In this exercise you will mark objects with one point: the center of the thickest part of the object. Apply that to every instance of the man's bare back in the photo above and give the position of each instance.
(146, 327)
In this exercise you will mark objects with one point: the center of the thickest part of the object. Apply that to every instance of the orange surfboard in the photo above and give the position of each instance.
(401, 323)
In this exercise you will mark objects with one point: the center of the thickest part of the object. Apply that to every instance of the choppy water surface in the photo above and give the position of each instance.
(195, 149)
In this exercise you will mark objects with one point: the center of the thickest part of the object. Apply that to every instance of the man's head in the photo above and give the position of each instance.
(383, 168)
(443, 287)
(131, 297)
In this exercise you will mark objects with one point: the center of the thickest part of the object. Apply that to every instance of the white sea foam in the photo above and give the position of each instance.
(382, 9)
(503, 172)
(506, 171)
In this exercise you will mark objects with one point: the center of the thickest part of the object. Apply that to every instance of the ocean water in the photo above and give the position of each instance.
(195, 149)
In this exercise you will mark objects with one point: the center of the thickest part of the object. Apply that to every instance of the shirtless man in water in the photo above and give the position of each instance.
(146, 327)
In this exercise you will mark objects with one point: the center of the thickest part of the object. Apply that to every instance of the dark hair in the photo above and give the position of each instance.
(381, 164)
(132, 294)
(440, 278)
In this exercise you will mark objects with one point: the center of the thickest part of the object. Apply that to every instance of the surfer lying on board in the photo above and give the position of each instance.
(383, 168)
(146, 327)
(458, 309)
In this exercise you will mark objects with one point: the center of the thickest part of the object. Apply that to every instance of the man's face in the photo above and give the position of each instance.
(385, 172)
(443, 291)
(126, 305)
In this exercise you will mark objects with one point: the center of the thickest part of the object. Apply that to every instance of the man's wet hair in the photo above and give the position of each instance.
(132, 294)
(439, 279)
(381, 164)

-- WHAT IS BEING ASKED --
Reproduce all of the data above word for word, from its first line through its last.

-- REPLY --
In this exercise you will mark objects with one point: the center of the thickest part of the object. Apply that to every instance of the man's bare back in the photo above and give the position of each instance.
(146, 327)
In this exercise you will mark objects with one point: the center of the thickest part of the object. Apply that to every instance of the orange surfboard in the photo above and give the position of each instance.
(401, 323)
In this exercise you will mark objects with one point: the center of the thickest part of the object. Apply that to every instance of the choppy water surface in the photo above and give the position of each instance.
(195, 149)
In this exercise you will mark objects with one point: the center of the thickest part of the object. Apply that to every instance of the man's head in the photo above and give the position of each instance.
(383, 168)
(443, 287)
(131, 297)
In this exercise you will mark objects with one point: the center of the thickest part of the object. Apply that to every instance of the white sea foam in the photo above and give the position of each instance.
(382, 9)
(503, 172)
(506, 171)
In this exercise you will mark objects with one point: the center of the thickest part of the object. Apply that to every instance of the ocean water in the photo above and give the position of each instance.
(195, 149)
In this exercise you will mark objects with one point: the center of the thickest part of the object. Apply that to every instance of the shirtless man in water in the photo above and give the position of each instance.
(146, 327)
In this exercise you will mark objects with one point: the center of the thickest part of the object. Apply that to every instance of the dark hair in the photo above and give the position of each instance.
(381, 164)
(132, 294)
(440, 278)
In this exercise you will mark objects with one point: the center of the thickest part of the object. Apply that to every instance of the surfer lying on board in the photo above and give the position of each instance.
(383, 168)
(146, 327)
(458, 309)
In this exercise you will mark objects with one point: the center of the thickest part of the object. Apply that to every instance of the man's face in the photo above and give the position of each instance.
(385, 172)
(443, 291)
(126, 305)
In this exercise you will mark objects with one point: the center of the thickest part of the object. Apply that to every instance of the man's wet hair in the photo above and give the position of each instance.
(132, 294)
(439, 279)
(381, 164)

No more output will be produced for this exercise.